** Begin PAGE EXCERPT **
$30
Programming Assignment #3
CSE 474/574 –
Role: Employee of Publicly Traded Corporation
In this assignment your group takes the role of machine learning engineers who have been tasked with
designing a new system for use in U.S. court systems. You are given 3 different ML models and must
apply 5 postprocessing techniques onto each of them. Finally, your group must determine a single
model and technique to submit, which will then be measured against the rest of the class for a chance at
extra credit.
1 – Problem Setup
In 2016 the independent non-profit news organization ProPublica released a report evaluating
Northpointe’s COMPAS system, which is an algorithm widely used across the country for considerations
in pretrial detention and sentence determination.
Propublica Story - https://www.propublica.org/article/machine-bias-risk-assessments-in-criminalsentencing
Northpointe’s Response - https://www.documentcloud.org/documents/2998391-ProPublica -
Commentary-Final-070616.html
COMPAS evaluates criminals on over 100 factors and outputs a risk score which indicates how likely it is
that someone will recidivate (go on to commit another crime in the future). These scores are then taken
into consideration by judges when assigning sentences, determining bail/parole eligibility, etc. Critically,
race is not one of the factors used in by COMPAS.
** End PAGE EXCERPT **
** Begin DATA EXCERPTS **
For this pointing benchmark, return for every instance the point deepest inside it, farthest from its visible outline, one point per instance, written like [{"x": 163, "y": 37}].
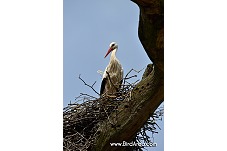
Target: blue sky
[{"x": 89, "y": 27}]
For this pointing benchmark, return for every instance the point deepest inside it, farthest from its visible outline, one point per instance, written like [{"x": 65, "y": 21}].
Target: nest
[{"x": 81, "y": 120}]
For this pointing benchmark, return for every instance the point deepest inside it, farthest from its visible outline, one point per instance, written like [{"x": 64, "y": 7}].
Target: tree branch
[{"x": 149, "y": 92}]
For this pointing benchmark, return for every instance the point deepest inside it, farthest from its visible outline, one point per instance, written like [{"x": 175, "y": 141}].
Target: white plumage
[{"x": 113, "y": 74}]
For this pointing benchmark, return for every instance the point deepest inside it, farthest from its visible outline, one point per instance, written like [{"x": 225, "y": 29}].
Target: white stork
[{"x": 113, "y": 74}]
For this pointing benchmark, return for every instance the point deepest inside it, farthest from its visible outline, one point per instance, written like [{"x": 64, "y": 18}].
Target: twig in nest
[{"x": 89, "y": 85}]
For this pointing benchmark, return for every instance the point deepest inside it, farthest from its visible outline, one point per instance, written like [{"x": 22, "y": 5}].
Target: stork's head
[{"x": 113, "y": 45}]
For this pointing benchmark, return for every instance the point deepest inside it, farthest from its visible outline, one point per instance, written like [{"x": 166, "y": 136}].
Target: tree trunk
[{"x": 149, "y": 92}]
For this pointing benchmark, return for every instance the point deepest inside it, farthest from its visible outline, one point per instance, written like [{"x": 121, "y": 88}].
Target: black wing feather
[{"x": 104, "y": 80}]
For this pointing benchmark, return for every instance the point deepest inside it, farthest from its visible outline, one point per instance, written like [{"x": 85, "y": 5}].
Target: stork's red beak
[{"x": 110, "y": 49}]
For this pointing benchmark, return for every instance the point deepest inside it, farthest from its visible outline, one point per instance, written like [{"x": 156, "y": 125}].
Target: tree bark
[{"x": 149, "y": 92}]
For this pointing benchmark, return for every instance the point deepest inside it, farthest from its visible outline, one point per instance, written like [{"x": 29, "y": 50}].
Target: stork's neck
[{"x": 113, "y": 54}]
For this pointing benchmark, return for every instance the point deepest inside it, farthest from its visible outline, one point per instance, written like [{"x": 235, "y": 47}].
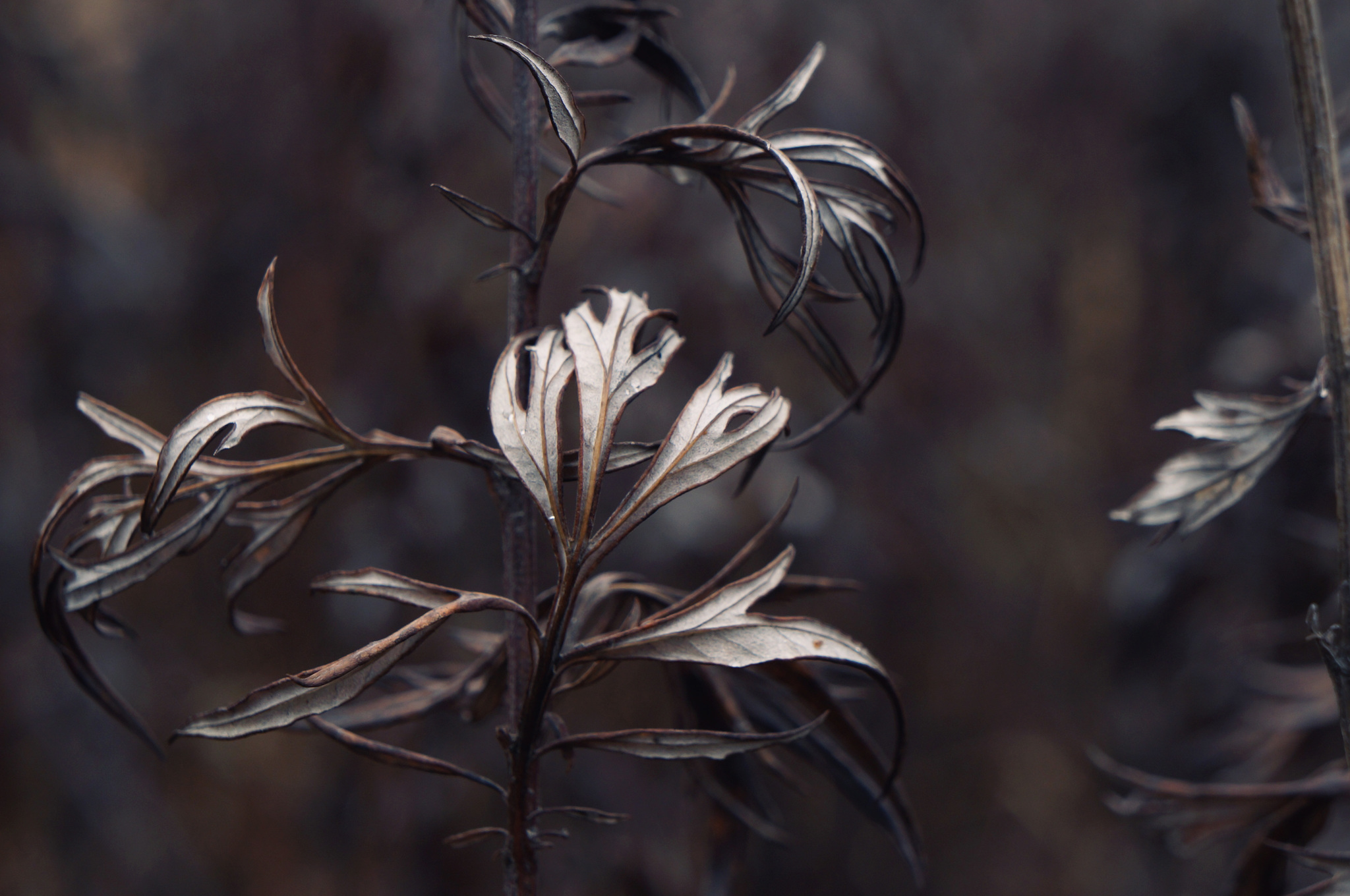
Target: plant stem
** End DATA EXCERPTS **
→ TASKS TO COMPLETE:
(A) Retype the stretch of the COMPAS assignment text from "1 – Problem" through "in by COMPAS.".
(B) Extend the COMPAS assignment text, starting right after its last sentence.

→ RESPONSES FOR EACH TASK:
(A)
1 – Problem Setup
In 2016 the independent non-profit news organization ProPublica released a report evaluating
Northpointe’s COMPAS system, which is an algorithm widely used across the country for considerations
in pretrial detention and sentence determination.
Propublica Story - https://www.propublica.org/article/machine-bias-risk-assessments-in-criminalsentencing
Northpointe’s Response - https://www.documentcloud.org/documents/2998391-ProPublica -
Commentary-Final-070616.html
COMPAS evaluates criminals on over 100 factors and outputs a risk score which indicates how likely it is
that someone will recidivate (go on to commit another crime in the future). These scores are then taken
into consideration by judges when assigning sentences, determining bail/parole eligibility, etc. Critically,
race is not one of the factors used in by COMPAS.

(B)
ProPublica reviewed the output of COMPAS on a dataset of over 7000 individuals from Broward County,
Florida. They found that the algorithm correctly predicted recidivism at similar rates for both white
(59%) and black defendants (63%). However, when the algorithm was incorrect it tended to skew very
differently for each of these groups. White defendants who re-offended within two years were
mistakenly labelled low-risk almost twice as often as their black counterparts. Additionally, black
defendants who did not recidivate were rated as high-risk at twice the rate of comparable white
defendants.
Northpointe submitted a rebuttal of ProPublica’s evaluation, claiming that PP misrepresented certain
statistical values. They assert that their model is entirely fair across racial lines when base rate
recidivism levels are taken into account.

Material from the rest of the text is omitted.